■ 提供された文章:
══════════
医師、日本産科婦人科学会専門医。東京慈恵会医科大学卒業。都内総合病院産婦人科医長として妊婦健診はもちろん、分娩の対応や新生児の対応、切迫流早産の管理などにも従事。婦人科では子宮筋腫、卵巣嚢腫、内膜症、骨盤内感染症などの良性疾患から、子宮癌や卵巣癌の手術や化学療法(抗癌剤治療)も行っている。PMS(月経前症候群)や更年期障害などのホルモン系の診療なども幅広く診療している。

卵巣がんとは?

卵巣がんは、卵巣に発症する婦人科系の悪性腫瘍です。初期の段階では自覚症状がないため、早期発見が難しいがんの1つです。症状としては腹痛・しこりなど腹部に違和感がありますが、見過ごされることも少なくありません。腫瘍が大きくなるにつれ下腹部の膨満感は強くなり、ウエストが苦しくなることで婦人科を受診して気付く場合もあるでしょう。
また、卵巣がんは初回治療でうまく治ったようにみえますが、再発は治療後2年以内と早い時期に現れることも少なくありません。特に進行がんでは2年以内に55%、5年以内に約70%以上の患者さんが再発するという報告もあるので、治療後も引き続き注意が必要です。
担当の医師や看護・緩和チームのサポートを仰ぎながら、根気強く経過観察を続けてください。

卵巣がんが再発・転移した場合の治療法は?

卵巣がんは、治ったかのようにみえたがんが治療後に再び出現して再発することがあります。また、腹部の後腹膜リンパ節に転移したり、肺・肝臓・脳・骨などに遠隔転移したりすることもあるので注意してください。
このように卵巣がんが再発・転移した場合は、薬物療法が主な治療法になります。使用する薬剤は、白金製剤を使った初回治療から再発までの期間によって決まるでしょう。
以下に、治療法を説明します。
══════════
■ 提示された行:

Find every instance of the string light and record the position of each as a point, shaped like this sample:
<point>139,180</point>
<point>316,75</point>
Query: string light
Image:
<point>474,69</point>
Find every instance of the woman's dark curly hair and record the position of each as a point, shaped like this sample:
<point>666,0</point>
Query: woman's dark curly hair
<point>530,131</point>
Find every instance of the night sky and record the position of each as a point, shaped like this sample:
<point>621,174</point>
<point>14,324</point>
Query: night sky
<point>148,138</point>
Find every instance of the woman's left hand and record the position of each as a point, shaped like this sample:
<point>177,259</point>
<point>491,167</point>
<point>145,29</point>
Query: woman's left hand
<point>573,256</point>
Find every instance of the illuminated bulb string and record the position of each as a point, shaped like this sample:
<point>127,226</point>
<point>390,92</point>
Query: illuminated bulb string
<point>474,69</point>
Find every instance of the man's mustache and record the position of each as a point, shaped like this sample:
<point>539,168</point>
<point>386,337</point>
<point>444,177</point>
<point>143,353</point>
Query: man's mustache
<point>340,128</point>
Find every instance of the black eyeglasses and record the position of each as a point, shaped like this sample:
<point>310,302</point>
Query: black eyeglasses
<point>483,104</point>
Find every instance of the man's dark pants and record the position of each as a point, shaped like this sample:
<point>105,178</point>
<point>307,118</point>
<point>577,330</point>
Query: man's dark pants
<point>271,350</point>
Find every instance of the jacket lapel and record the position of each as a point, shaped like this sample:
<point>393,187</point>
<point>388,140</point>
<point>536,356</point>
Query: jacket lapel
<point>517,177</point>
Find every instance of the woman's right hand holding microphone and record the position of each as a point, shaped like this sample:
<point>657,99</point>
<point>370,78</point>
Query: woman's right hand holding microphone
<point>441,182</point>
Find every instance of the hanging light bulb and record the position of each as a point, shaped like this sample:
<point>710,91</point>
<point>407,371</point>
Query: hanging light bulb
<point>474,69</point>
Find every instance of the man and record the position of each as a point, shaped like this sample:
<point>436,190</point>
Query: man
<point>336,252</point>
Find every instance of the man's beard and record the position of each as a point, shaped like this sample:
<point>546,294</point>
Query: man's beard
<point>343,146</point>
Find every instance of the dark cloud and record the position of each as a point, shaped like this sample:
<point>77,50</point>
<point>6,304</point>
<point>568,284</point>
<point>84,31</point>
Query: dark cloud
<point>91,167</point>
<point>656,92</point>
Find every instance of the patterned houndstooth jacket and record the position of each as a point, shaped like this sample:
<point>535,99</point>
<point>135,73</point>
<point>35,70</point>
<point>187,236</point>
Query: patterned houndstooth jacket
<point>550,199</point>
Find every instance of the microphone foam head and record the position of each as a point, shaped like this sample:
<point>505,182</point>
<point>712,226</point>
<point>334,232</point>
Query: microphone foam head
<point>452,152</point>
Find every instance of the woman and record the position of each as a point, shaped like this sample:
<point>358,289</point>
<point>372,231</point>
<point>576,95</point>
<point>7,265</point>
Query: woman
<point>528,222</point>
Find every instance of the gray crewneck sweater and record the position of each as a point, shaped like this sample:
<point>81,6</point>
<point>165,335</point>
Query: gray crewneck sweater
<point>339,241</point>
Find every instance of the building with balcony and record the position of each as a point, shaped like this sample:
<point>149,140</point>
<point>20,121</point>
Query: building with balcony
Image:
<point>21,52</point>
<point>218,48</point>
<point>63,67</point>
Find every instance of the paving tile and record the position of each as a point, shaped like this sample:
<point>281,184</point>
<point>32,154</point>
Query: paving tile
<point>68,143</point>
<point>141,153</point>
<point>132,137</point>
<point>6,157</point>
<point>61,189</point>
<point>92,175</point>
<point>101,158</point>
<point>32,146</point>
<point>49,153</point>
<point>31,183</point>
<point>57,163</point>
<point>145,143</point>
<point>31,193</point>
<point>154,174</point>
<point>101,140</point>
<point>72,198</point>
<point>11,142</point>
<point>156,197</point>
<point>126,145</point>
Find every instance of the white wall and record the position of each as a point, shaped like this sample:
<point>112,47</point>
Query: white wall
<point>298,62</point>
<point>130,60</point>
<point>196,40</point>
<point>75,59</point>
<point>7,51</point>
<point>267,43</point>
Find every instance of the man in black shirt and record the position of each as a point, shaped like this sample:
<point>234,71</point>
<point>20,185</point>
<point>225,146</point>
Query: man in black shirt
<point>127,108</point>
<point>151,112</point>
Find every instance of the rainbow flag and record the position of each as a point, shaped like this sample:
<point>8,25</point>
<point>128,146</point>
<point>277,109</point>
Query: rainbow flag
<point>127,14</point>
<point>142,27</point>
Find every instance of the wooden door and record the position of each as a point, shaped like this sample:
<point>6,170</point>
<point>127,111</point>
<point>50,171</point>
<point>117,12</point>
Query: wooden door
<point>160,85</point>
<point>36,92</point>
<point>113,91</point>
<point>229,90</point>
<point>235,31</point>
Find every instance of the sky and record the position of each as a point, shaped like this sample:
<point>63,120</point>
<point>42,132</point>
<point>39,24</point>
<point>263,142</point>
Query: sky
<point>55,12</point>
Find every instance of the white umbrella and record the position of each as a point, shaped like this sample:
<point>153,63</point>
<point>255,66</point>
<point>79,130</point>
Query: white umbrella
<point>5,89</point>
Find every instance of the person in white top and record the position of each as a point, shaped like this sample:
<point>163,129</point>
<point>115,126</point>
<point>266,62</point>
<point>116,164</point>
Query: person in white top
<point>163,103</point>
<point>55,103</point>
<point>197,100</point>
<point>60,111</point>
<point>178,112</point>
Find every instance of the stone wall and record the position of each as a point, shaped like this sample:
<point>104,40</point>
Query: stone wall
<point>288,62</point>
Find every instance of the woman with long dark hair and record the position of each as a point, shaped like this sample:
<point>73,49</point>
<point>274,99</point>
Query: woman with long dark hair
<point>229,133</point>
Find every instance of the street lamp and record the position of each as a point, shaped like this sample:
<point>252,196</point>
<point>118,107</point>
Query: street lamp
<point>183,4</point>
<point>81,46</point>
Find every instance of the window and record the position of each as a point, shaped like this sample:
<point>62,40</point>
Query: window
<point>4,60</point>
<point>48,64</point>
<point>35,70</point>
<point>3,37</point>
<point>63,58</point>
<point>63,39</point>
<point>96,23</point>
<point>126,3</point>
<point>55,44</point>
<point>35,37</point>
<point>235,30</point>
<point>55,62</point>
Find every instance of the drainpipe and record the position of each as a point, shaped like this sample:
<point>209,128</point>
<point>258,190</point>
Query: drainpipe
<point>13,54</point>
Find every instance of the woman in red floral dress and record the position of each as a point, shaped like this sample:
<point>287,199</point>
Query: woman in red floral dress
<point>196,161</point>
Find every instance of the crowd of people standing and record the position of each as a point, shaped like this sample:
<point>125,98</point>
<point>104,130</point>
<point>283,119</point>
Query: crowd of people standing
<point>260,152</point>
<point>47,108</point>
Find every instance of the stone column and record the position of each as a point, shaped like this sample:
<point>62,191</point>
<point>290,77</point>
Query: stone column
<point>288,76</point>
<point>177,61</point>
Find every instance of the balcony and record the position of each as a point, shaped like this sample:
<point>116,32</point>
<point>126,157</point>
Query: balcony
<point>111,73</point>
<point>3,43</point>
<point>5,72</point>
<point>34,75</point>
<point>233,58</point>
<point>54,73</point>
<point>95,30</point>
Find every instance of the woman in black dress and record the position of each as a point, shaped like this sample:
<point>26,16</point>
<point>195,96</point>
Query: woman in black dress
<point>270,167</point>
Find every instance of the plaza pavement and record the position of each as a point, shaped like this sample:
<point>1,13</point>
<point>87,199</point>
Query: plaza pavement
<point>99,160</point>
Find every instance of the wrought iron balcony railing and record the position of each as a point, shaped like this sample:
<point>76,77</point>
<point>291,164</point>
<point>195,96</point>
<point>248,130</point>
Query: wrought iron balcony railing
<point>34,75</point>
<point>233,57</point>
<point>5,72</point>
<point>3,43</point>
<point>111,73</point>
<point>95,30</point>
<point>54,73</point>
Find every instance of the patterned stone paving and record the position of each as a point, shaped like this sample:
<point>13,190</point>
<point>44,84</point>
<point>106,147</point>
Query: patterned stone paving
══════════
■ 取り組む課題:
A - 卵巣がんに関する文章によると、卵巣がんが再発・転移した場合の主な治療法は何ですか。
B - 卵巣がんに関する文章の続きを、最後の文の後から書いてください。

■ 課題別の解答:
A - 薬物療法です。

B -
再発までの期間が6ヵ月未満の場合の薬物療法

再発までの期間が6ヵ月未満の場合は、白金製剤の効果が出にくいがんであるため、前回とは異なる抗がん剤を用いた薬物療法を行います。担当の医師は、これまでの経過観察や患者さんの状態を踏まえて薬剤を決定します。場合によっては放射線療法や緩和ケアを勧めることもあるでしょう。

再発までの期間が6ヵ月以上の場合の薬物療法

再発までの期間が6ヵ月以上の場合は、前回同様に白金製剤を中心とした複数の細胞障害性抗がん薬を検討します。これらの薬物療法が功を奏した場合は、維持療法を追加で行うこともあるでしょう。また、緩和ケアや再発した部位への放射線療法が検討されることもあります。

放射線療法

がんに放射線を当ててがん細胞を破壊することで、がんを消滅させたり小さくしたりする治療法です。卵巣がんでは、初回の治療として放射線治療が行われることはありません。
ただし、再発した場合は痛みや出血などの症状を和らげるため局所的に放射線治療を行うことがあります。また、脳に転移が認められた場合には症状の緩和に加え、予後の改善のため放射線療法を行うこともあるでしょう。